▶ **Exercise**: Report how many lines in the records carry the string "below", and give no further text.

▶ **Records for the task**:

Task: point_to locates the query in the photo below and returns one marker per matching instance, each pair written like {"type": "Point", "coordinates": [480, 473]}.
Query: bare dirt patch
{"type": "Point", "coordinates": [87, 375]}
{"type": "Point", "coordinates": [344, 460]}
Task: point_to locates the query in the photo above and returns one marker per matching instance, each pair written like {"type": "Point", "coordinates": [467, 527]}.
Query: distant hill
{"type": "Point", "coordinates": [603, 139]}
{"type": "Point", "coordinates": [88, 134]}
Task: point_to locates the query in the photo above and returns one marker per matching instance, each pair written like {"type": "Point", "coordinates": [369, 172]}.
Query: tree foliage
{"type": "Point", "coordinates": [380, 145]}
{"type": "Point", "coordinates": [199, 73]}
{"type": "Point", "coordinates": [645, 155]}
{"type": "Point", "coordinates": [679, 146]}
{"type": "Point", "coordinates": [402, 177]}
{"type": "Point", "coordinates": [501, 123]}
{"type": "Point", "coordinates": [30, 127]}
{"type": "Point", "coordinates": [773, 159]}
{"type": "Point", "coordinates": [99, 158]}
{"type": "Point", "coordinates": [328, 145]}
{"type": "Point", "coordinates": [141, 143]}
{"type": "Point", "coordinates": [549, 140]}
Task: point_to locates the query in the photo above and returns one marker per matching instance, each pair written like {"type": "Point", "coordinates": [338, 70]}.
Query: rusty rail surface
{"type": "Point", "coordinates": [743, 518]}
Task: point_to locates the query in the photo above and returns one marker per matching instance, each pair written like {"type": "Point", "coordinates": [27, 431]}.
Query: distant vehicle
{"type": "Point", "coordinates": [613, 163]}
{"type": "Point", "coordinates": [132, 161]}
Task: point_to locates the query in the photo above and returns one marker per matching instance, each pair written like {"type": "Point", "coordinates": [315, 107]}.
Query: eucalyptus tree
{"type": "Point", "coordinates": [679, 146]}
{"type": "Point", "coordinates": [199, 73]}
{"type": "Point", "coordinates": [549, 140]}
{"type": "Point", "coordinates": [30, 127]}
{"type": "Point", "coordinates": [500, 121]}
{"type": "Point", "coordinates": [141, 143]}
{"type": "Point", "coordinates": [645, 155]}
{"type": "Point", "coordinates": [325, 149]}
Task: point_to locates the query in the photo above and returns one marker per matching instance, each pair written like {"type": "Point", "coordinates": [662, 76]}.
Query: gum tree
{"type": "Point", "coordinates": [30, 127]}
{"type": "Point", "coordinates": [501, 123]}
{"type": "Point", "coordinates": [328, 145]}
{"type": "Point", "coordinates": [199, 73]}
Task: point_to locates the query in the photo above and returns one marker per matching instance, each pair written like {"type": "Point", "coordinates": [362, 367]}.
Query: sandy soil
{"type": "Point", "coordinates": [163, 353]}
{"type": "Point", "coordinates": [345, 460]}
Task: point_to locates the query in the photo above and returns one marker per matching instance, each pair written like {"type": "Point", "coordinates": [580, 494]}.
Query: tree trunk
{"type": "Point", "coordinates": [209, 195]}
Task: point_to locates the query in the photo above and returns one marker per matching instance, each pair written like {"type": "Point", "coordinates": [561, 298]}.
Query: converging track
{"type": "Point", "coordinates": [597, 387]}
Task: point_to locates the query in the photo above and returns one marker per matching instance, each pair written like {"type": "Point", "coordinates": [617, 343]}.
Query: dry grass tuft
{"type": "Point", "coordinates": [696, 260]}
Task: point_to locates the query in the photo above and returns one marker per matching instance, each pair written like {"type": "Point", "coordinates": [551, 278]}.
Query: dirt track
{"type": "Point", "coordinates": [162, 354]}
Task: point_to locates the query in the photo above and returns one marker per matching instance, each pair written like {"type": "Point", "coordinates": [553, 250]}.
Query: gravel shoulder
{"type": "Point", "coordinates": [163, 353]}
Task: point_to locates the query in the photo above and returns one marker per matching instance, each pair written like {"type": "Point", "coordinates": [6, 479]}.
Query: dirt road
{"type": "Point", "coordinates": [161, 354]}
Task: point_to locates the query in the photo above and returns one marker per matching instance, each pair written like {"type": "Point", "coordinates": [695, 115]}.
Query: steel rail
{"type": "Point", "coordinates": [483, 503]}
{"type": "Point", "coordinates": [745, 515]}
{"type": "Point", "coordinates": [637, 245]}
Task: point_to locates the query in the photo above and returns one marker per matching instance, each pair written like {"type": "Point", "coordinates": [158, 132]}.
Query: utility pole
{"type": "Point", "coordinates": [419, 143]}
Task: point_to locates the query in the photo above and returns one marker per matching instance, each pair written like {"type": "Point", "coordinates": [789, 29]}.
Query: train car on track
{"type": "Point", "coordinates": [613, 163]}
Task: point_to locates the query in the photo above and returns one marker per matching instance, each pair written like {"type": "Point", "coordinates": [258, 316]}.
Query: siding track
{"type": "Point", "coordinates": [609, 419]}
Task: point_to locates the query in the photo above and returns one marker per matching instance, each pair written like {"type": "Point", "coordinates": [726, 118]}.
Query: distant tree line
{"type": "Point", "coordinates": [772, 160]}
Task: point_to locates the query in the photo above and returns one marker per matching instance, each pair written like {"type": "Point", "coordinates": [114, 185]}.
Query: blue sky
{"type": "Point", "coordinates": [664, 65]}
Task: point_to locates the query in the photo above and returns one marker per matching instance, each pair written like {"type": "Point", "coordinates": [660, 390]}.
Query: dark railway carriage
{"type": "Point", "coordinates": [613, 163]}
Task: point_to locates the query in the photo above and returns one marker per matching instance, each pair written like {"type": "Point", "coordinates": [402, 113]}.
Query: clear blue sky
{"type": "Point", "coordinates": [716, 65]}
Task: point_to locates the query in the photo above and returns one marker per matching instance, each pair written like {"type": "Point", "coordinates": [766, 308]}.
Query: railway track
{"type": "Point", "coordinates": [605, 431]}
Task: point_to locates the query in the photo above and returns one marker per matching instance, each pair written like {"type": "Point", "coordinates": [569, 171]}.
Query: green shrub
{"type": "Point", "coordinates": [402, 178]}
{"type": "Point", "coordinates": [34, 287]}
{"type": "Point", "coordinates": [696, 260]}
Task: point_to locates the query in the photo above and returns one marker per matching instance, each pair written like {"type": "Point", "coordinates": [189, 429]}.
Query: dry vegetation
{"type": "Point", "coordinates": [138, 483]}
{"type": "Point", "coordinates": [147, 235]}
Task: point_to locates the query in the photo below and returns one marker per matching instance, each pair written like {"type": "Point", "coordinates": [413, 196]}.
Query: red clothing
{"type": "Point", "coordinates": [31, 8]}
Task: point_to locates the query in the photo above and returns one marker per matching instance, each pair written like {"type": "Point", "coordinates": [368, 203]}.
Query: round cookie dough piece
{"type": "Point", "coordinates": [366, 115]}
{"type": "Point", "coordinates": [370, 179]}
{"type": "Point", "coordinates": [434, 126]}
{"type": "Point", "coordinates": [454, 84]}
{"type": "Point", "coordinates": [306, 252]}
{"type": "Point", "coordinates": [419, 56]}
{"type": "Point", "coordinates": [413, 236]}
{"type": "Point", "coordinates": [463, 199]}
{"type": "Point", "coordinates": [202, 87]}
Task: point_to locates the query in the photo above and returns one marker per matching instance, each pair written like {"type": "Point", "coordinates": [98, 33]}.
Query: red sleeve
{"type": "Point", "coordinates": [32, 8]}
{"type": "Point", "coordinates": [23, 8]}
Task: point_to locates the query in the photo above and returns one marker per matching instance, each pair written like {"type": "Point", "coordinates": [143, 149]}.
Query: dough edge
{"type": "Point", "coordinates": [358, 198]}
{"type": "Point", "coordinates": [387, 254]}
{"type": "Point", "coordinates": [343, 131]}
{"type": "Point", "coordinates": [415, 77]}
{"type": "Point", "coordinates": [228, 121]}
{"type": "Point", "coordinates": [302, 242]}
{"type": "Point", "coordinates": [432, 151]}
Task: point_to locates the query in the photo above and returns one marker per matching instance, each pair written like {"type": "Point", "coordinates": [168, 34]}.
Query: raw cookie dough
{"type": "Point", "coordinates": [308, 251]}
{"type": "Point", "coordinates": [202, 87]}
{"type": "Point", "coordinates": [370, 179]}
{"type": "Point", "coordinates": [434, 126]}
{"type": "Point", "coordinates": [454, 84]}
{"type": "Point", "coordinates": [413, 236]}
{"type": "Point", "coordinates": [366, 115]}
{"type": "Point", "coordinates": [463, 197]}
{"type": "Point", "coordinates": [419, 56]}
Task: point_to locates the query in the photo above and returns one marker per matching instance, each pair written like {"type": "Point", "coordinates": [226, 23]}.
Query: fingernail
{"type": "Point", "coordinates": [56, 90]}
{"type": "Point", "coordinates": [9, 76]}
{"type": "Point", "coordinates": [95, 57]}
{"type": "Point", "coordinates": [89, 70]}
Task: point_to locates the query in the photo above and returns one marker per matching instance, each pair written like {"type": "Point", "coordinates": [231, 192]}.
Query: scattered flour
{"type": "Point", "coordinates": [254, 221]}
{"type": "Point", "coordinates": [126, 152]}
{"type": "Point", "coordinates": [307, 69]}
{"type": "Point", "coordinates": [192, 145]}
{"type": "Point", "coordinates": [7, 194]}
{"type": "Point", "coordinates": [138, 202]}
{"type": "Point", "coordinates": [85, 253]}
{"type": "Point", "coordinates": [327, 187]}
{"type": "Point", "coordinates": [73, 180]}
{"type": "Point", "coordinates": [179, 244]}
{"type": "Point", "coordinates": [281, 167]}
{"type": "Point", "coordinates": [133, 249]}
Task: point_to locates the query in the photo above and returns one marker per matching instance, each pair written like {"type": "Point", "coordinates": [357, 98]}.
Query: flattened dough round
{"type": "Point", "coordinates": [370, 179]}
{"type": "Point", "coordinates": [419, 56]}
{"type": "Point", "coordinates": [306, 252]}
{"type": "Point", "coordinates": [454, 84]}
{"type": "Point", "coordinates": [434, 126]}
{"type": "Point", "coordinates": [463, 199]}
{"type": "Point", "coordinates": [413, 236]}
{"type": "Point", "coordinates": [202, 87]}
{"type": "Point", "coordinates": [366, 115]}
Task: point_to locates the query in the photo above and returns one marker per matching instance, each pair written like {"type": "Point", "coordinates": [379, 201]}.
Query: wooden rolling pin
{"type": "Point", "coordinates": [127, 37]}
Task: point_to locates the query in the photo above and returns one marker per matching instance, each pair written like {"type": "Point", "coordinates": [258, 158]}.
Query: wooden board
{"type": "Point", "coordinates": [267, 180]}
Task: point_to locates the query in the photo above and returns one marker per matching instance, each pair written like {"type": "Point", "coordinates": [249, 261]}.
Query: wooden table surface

▶ **Task answer**: 2